§ **Problem statement**
Please copy the stretch of the film review from "The second installment" through "kind of tiresome.", changing "tiresome" to "tedious".

Next up is HAPPY HOOKER BANG BANG from filmmaker David Paul Bonnell. He follows it up later with a second installment. The two emotions he uses are DESIRE and ENVY and he blatantly names his characters after the emotions. The first segment of this hooker duo starts out well enough with two roomates arguing about work. The more worldly of the two is a hooker and her plain friend is out of work and envy's her friends ability and money. Soon she is sneaking around, pretending to be Desire and gets tied to a bed about to be raped. The short had been straight forward and serious up to this point. But then it turns into chicks with guns comedy, letting it down. Hard. 

The second installment HAPPY HOOKER BANG BANG: A LOVE STORY dispenses with any resemblance of seriousness for a straight up comedy. Some of it is kind of funny (The pimp character, Desire pulling a bomb out of her snatch) but over all, even at ten minutes it becomes kind of tiresome.

Collection entries
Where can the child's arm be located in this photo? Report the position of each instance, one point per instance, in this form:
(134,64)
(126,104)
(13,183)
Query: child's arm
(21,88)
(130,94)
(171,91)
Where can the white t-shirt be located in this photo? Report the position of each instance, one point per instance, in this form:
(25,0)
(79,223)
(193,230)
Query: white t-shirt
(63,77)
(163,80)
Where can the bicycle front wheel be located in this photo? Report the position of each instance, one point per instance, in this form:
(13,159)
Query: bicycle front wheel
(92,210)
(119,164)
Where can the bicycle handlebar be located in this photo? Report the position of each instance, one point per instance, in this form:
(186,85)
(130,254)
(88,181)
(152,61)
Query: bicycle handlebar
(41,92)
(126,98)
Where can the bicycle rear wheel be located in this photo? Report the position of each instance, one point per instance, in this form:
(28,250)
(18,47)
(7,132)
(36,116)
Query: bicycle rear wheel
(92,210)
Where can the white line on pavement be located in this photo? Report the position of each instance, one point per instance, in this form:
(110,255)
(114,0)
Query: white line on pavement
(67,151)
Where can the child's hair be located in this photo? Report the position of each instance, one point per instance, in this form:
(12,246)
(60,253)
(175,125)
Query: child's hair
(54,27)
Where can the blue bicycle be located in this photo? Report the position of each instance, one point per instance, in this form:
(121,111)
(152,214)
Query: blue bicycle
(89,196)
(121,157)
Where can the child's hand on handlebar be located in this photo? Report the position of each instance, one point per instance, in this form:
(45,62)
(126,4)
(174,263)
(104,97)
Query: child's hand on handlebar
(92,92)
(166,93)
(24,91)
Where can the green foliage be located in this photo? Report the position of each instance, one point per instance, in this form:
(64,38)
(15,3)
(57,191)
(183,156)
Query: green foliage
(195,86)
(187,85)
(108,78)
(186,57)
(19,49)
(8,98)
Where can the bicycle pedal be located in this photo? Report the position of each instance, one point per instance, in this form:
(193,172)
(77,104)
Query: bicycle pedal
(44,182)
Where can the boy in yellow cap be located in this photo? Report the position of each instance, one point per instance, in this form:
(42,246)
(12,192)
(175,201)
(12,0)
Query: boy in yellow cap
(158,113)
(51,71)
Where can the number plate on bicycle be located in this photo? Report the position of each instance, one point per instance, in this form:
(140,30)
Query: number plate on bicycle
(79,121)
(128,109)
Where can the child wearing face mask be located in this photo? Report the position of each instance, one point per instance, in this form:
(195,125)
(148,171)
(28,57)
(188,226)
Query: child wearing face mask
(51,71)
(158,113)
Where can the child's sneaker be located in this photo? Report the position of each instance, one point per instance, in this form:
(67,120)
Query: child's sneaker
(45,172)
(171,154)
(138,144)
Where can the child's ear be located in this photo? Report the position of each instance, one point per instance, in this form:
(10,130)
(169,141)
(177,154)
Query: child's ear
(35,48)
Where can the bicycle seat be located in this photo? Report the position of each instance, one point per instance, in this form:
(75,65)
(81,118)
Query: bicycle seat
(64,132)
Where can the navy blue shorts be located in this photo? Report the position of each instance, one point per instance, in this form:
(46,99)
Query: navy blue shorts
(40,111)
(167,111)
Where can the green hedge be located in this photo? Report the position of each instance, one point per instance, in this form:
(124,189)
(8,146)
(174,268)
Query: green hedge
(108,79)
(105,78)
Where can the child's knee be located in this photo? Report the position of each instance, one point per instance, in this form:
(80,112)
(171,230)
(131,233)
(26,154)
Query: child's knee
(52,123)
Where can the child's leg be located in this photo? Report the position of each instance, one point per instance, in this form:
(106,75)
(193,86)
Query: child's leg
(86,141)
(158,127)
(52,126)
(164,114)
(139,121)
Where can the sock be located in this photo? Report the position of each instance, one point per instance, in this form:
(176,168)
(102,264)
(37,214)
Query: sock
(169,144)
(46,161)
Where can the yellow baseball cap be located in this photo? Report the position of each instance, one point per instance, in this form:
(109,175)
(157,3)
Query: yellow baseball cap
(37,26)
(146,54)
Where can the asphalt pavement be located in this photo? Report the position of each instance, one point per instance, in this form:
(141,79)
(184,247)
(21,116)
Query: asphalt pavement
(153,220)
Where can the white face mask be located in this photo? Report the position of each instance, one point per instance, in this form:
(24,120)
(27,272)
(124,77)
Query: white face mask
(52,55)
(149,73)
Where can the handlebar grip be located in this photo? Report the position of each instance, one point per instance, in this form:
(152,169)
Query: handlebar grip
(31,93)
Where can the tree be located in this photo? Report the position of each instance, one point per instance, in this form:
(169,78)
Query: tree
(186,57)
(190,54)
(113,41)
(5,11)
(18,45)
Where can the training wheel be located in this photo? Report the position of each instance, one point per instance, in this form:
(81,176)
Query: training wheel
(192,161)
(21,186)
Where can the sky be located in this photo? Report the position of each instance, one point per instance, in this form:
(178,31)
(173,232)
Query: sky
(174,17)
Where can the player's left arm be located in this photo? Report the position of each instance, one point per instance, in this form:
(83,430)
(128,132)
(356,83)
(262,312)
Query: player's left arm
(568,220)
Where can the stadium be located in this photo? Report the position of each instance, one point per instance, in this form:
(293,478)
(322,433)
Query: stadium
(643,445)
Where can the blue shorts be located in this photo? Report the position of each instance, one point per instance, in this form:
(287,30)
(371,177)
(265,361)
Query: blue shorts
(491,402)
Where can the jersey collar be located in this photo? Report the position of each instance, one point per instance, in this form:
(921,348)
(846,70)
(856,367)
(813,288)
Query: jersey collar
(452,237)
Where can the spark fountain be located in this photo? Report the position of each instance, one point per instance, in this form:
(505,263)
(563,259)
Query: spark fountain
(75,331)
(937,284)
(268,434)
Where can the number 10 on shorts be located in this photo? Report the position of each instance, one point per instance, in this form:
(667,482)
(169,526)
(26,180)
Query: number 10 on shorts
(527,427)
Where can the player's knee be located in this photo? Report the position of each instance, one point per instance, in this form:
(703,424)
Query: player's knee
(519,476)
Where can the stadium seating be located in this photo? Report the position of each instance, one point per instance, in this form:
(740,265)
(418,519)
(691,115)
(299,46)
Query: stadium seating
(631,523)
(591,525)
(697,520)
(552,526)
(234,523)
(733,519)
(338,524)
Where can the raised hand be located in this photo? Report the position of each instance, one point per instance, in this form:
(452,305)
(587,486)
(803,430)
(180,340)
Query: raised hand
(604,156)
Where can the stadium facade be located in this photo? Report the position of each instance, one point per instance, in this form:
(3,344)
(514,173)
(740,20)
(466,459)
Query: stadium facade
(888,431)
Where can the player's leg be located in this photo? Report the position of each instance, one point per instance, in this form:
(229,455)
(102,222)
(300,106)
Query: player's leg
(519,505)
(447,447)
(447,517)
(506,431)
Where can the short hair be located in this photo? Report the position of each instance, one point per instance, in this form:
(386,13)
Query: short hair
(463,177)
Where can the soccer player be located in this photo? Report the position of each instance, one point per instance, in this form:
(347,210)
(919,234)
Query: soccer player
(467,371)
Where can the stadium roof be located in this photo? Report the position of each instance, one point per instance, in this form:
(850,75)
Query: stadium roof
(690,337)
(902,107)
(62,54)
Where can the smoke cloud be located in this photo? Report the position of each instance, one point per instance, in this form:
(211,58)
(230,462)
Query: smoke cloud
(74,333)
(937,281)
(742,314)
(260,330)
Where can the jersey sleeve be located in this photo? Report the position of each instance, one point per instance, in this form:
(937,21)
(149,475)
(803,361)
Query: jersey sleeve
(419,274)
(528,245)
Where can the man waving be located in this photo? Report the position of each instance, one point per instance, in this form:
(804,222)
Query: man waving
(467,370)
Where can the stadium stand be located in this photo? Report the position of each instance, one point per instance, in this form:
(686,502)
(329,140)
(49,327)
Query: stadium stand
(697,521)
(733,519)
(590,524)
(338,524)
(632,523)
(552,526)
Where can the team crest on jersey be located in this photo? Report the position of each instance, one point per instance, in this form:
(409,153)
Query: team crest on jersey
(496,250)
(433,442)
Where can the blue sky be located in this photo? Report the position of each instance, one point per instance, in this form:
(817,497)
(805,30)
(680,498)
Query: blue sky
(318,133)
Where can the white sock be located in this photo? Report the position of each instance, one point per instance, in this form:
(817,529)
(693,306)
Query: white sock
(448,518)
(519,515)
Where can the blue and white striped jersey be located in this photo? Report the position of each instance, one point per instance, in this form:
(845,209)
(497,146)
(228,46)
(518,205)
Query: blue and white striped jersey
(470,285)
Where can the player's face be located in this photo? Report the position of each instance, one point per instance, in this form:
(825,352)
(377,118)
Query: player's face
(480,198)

§ **Written solution**
The second installment HAPPY HOOKER BANG BANG: A LOVE STORY dispenses with any resemblance of seriousness for a straight up comedy. Some of it is kind of funny (The pimp character, Desire pulling a bomb out of her snatch) but over all, even at ten minutes it becomes kind of tedious.